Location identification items
= = = = =

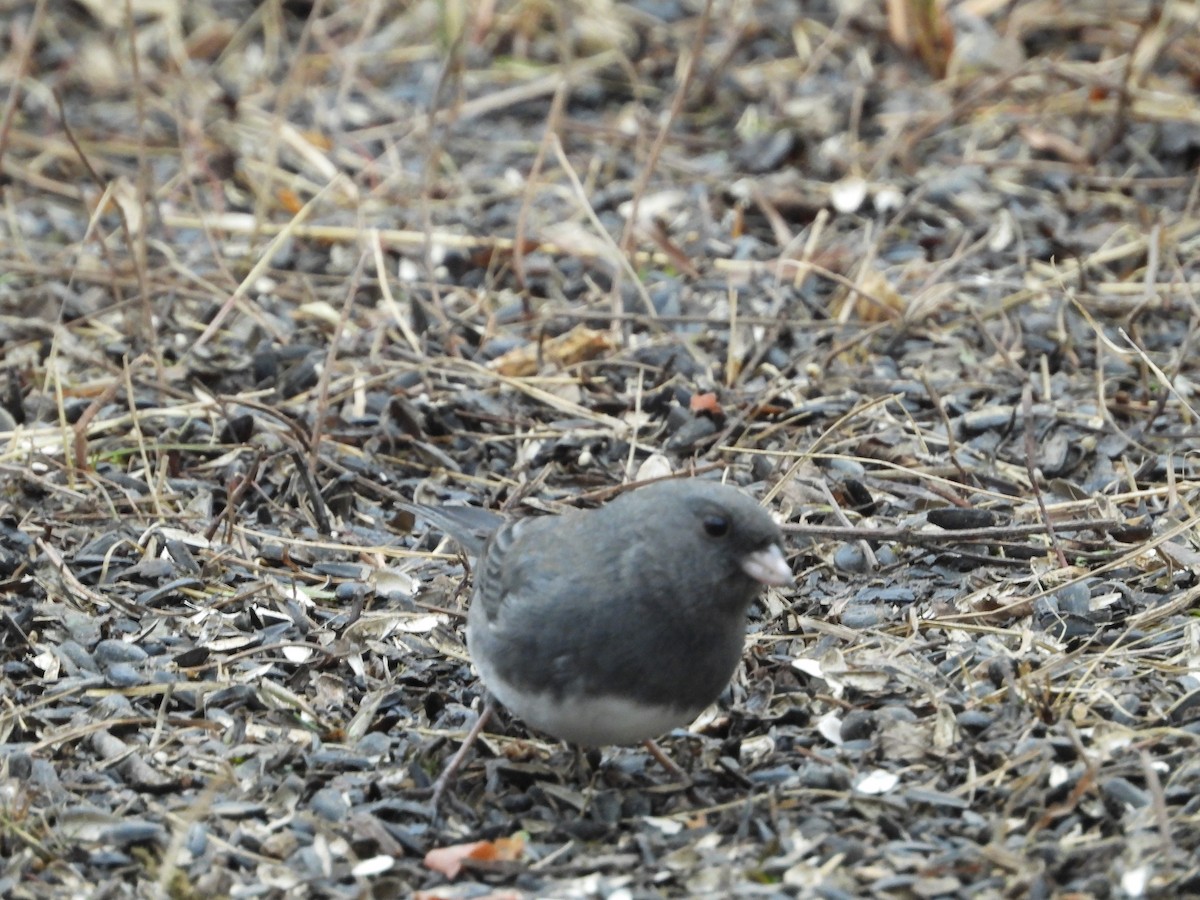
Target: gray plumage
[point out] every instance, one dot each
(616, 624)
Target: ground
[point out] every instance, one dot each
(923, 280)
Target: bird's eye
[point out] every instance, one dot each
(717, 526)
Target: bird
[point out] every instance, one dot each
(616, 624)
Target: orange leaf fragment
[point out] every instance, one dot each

= = = = =

**The exercise:**
Give back every line of the rows above word for word, without the pictures.

**Final result:**
Target: gray plumage
[point out] every instance, one dot each
(616, 624)
Target: ground
[point out] every instance, one dot each
(923, 280)
Target: bird's eye
[point out] every instance, one dot each
(717, 526)
Target: bird
[point out] every instance, one dot each
(616, 624)
Target: orange leaf fragment
[point out] every instance, one dot each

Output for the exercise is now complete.